Source material =>
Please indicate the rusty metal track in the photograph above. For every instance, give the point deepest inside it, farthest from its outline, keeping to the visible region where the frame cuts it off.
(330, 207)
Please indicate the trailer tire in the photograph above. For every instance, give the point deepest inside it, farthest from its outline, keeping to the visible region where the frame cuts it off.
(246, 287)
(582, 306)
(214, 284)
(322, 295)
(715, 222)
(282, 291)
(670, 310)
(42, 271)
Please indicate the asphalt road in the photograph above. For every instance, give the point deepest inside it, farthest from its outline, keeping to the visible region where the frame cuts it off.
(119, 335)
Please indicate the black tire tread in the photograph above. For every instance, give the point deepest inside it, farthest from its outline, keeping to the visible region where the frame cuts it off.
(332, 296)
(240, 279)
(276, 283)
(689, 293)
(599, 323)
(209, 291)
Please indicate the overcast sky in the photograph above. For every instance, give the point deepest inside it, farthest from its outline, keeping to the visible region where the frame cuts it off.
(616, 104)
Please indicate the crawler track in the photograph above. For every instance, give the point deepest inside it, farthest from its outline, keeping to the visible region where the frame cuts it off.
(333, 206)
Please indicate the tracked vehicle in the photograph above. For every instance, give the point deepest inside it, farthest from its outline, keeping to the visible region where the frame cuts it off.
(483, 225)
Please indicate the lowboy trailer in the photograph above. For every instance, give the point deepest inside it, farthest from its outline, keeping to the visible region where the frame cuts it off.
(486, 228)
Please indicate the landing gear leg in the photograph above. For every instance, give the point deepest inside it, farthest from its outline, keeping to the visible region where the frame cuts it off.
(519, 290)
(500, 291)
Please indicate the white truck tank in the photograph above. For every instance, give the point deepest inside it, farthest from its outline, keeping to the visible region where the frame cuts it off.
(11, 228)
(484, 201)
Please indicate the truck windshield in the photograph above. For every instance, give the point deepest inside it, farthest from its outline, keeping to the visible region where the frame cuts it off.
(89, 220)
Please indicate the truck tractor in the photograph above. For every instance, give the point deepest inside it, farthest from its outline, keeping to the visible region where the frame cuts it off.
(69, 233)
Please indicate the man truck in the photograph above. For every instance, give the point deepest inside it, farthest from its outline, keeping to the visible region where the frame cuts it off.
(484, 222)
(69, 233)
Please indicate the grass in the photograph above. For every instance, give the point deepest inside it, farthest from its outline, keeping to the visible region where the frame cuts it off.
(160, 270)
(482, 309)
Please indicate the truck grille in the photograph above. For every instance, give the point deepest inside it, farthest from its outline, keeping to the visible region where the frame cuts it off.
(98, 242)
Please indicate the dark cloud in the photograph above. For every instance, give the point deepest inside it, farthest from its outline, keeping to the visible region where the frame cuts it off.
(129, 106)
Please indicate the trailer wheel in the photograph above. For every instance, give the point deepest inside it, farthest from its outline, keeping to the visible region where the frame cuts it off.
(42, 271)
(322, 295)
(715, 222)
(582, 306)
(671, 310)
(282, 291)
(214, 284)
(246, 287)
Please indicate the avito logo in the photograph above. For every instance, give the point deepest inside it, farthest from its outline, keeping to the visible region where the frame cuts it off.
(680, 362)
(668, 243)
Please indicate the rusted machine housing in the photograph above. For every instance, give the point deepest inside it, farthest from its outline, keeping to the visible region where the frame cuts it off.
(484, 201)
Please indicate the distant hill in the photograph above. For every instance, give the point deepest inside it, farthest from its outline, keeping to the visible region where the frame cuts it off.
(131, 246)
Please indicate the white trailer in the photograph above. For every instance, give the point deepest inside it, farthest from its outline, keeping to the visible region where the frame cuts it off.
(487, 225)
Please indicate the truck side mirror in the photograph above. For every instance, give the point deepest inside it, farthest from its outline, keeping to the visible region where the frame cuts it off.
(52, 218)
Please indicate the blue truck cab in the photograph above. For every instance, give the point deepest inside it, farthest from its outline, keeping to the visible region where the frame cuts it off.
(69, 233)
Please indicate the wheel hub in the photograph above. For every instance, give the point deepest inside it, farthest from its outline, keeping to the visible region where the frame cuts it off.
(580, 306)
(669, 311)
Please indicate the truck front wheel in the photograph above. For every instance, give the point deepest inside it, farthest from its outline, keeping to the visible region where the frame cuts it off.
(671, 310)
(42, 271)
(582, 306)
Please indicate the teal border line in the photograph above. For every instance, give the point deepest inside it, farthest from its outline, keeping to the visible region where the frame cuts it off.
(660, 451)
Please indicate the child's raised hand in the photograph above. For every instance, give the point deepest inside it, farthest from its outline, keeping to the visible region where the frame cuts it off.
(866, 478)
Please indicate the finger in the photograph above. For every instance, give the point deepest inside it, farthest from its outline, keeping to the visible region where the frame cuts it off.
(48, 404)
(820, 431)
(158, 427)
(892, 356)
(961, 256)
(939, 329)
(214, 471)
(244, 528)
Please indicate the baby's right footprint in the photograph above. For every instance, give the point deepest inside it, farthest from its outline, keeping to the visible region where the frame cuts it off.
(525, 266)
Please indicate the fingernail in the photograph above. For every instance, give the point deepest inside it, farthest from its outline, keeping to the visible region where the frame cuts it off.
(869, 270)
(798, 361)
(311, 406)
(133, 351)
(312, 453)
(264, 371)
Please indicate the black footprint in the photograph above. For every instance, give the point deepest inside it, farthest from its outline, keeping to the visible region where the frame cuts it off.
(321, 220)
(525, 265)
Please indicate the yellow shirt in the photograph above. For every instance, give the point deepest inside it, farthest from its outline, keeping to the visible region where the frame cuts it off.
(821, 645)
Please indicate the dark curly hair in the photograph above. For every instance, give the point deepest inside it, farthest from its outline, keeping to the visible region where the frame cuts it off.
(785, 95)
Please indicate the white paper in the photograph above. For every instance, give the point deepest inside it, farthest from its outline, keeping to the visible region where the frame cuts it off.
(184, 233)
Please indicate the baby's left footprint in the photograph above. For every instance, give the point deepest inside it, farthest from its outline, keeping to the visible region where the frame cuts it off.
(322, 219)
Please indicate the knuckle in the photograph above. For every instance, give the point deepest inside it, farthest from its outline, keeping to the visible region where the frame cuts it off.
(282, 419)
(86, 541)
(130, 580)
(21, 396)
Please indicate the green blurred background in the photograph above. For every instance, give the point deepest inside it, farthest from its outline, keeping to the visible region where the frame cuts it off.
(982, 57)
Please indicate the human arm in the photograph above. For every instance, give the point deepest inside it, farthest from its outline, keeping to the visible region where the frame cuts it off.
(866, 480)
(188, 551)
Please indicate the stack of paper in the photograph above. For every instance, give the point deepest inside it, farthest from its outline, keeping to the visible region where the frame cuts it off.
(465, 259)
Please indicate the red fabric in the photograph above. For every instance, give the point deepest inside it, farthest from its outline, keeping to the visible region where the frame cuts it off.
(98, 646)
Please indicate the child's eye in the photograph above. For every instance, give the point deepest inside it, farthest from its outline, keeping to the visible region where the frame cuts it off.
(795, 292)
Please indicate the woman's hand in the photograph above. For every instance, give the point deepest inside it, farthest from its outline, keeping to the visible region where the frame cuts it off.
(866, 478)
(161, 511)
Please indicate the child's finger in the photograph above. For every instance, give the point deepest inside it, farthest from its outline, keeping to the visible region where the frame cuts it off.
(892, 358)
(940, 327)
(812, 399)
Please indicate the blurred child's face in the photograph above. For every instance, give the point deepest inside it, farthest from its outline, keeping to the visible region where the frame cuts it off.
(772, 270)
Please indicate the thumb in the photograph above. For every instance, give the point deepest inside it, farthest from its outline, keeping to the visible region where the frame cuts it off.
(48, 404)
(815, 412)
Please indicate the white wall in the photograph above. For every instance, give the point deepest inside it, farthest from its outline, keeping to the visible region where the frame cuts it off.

Aim of the exercise =>
An exact copy of every entry is required.

Solution to this exercise =>
Please indicate the rusty metal track in the photograph above. For every instance, give the point deepest inside it, farthest from its outline, keeping to the visible region where the frame cuts it off.
(330, 207)
Please indicate the trailer tire in the photograph above. For every instance, give the point deepest inside it, farthest from its outline, keeping to the visible region where the frame cuts it off.
(246, 287)
(582, 306)
(214, 284)
(322, 295)
(715, 222)
(282, 291)
(670, 310)
(42, 271)
Please indicate the asphalt road in the photograph above. For every instance, give the point deepest inside it, farthest from its outline, keeping to the visible region where the frame cuts it off.
(119, 335)
Please indicate the black tire tread in the photograph above. For every instance, give the point deepest inside it, farthest from its outline, keeping to the visible region where the frame cuts it off.
(332, 296)
(240, 279)
(276, 283)
(689, 293)
(599, 323)
(209, 291)
Please indicate the overcast sky in the photograph above. For every instance, give the point deepest inside it, farthest from its outline, keeping to the visible region where the frame cuts it off.
(616, 104)
Please indicate the crawler track in the photograph above. For every instance, give the point deepest inside it, farthest from its outline, keeping to the visible region where the frame cuts it off.
(333, 206)
Please indicate the tracked vehicle in the photograph above. For every instance, give the point deepest inside it, farthest from its outline, keeping to the visible region where the frame cuts it off.
(483, 225)
Please indicate the lowboy trailer in the photograph above. For every instance, give the point deepest inside it, farthest from its outline, keeping to the visible region where the frame cuts it off.
(486, 228)
Please indicate the landing gear leg in the photograph above. For every instance, give the point deepest inside it, farthest from its outline, keeping to the visible region where the frame cuts it off.
(519, 290)
(500, 291)
Please indicate the white truck tank in the photograph above. For every instance, give the point deepest inside it, farthest from its outline, keeping to the visible region where the frame cuts it off.
(11, 228)
(484, 201)
Please indicate the truck windshield in the photograph above. For every instance, give the point deepest inside it, farthest from its outline, keeping to the visible region where the frame cuts it off.
(89, 220)
Please indicate the truck tractor in the photograph above. For every instance, give the point deepest inside it, farthest from its outline, keeping to the visible region where the frame cuts it off.
(69, 233)
Please indicate the man truck in the photograph above. For every instance, give the point deepest inside it, farthest from its outline, keeping to the visible region where the frame cuts it off.
(484, 222)
(69, 233)
Please indicate the grass in the photograph above. For every instance, give the point deepest inside it, farthest from its outline, keeping to the visible region where the frame cuts it off.
(160, 270)
(482, 309)
Please indicate the truck grille in the photograph above. For every instance, give the point deepest inside it, farthest from its outline, keeping to the visible region where the frame cuts it off.
(98, 242)
Please indicate the dark cloud in the photograph above. For every instance, give the point deepest inside it, farthest from its outline, keeping to the visible region where the frame cuts it off.
(129, 106)
Please indicate the trailer wheel in the photograph above. For every instance, give the point deepest inside it, farthest from its outline, keeping to the visible region where the frame cuts it off.
(42, 271)
(322, 295)
(715, 222)
(582, 306)
(671, 310)
(282, 291)
(214, 284)
(246, 287)
Please indicate the avito logo in the photograph above. For every instance, give the point deepest inside it, farthest from its outline, keeping to the visible region where the frame cuts it off.
(680, 362)
(668, 243)
Please indicate the rusted machine housing in the photograph above. For every instance, give the point deepest inside it, farthest from its outline, keeping to the visible region where the frame cuts it off.
(484, 201)
Please indicate the distant hill in the photograph above. For every instance, give the point deepest inside it, farthest from its outline, keeping to the visible region where the frame cuts it off.
(131, 246)
Please indicate the white trailer in the photograph above. For every instance, give the point deepest inside it, farthest from its outline, keeping to the visible region where the frame cuts it off.
(487, 225)
Please indicate the truck side mirror in the photograph above. For every instance, give the point deepest inside it, farthest from its outline, keeping to the visible region where the frame cuts it off.
(52, 218)
Please indicate the blue truck cab in the photograph above. For every instance, give the point deepest inside it, farthest from its outline, keeping to the visible region where the frame cuts it off.
(69, 233)
Please indicate the wheel hub in the photograph above. For every instance, give the point deepest inside it, farthest from its outline, keeping to the visible region where the frame cuts it off.
(580, 306)
(669, 311)
Please indicate the truck front wheel in the photograph above. For every instance, give the point deepest inside it, farthest from its outline, keeping to the visible region where the frame cuts it off.
(671, 310)
(42, 271)
(582, 306)
Please indicate the teal border line in the photograph above. For every instance, give the point deepest inside it, farthest from its outline, keeping to the visible region where the frame cuts it off.
(660, 451)
Please indicate the child's raised hand in the photograph above. For every instance, give the point deepest inside it, farthest from its outline, keeping to the visible region where the frame cuts it off.
(866, 478)
Please indicate the finger in the photograph above. For every instance, give the point deepest inside it, farthest from its outline, keeping to the visible region where the frame cuts it off.
(48, 404)
(820, 431)
(158, 427)
(892, 356)
(961, 256)
(939, 329)
(214, 471)
(244, 528)
Please indicate the baby's right footprint in the photograph above. For every instance, give the point deepest inside it, farthest from its outline, keeping to the visible region where the frame cuts it off.
(525, 266)
Please indicate the fingernail in the photograph above. For every instance, give the point deepest inside it, farthest from its outline, keeping to the visible region where the frame cuts it off.
(869, 270)
(798, 361)
(311, 406)
(133, 351)
(312, 453)
(264, 371)
Please indicate the black footprint in the photograph above. For every instance, give the point deepest inside it, farthest from its outline, keeping to the visible region where the frame cuts it off.
(321, 220)
(525, 265)
Please indicate the yellow shirt in the photograph above. For every instance, give the point deepest inside it, farthest from its outline, keeping to the visible region where the frame cuts it off.
(821, 645)
Please indicate the dark curly hair in the photograph above. For every instance, give the point deepest inside it, farthest from its outline, keeping to the visible region where the frame cuts it off.
(785, 95)
Please indicate the white paper in the photograph above. For every instance, give the point deepest inside it, farthest from its outline, keeping to the visible region where the frame cuts it off.
(184, 233)
Please indicate the baby's left footprint in the photograph above. For every instance, give the point deepest inside it, farthest from its outline, keeping to the visible region where the frame cuts it off.
(322, 219)
Please indicate the knuckle in the photograph above. For every instance, give the point deepest inside it, farthest from its outline, keeping to the visible region where the frame cuts it off.
(282, 419)
(86, 541)
(130, 580)
(21, 396)
Please indicate the green blurred background in the photograph above. For every instance, give the point deepest inside it, farthest from its outline, keeping to the visible region where the frame cuts it off.
(982, 57)
Please indicate the human arm in the photograph above. For every instance, give the point deepest inside it, farthest from its outline, keeping to the visible region where the frame cuts it off.
(866, 480)
(188, 551)
Please indicate the stack of paper in the photograph above. For every instance, give the point deepest inside it, farthest from its outline, keeping to the visible region where the frame cuts it off.
(465, 259)
Please indicate the red fabric in the photograph above. For every instance, give the point deepest inside it, farthest from its outline, keeping to the visible region where the frame cuts it off.
(98, 646)
Please indicate the child's eye in the photograph above. For every instance, give the point deepest inside it, farthest from its outline, keeping to the visible region where the frame cuts it off.
(795, 292)
Please indicate the woman's hand in the photograph above. For every instance, give the point deepest inside it, farthest from its outline, keeping to the visible region where the frame cuts it off.
(866, 478)
(161, 511)
Please indicate the child's finger in the photograph above. For every instance, give the point deepest inside it, farthest from its outline, keeping to the visible region where the frame cuts it off.
(892, 358)
(940, 327)
(812, 399)
Please indicate the blurred child's face in the photograph above. For every instance, give the point deepest inside it, farthest from its outline, keeping to the visible region where the frame cuts it off.
(772, 270)
Please indicate the thumb in the photograph above. For every instance, give the point deepest inside it, farthest from its outline, keeping to the visible region where the frame cuts it off.
(48, 404)
(815, 412)
Please indicate the white wall in the photograph above. For every instance, give the point deepest inside it, farthest from its outline, keeping to the visible region where the frame cuts it off.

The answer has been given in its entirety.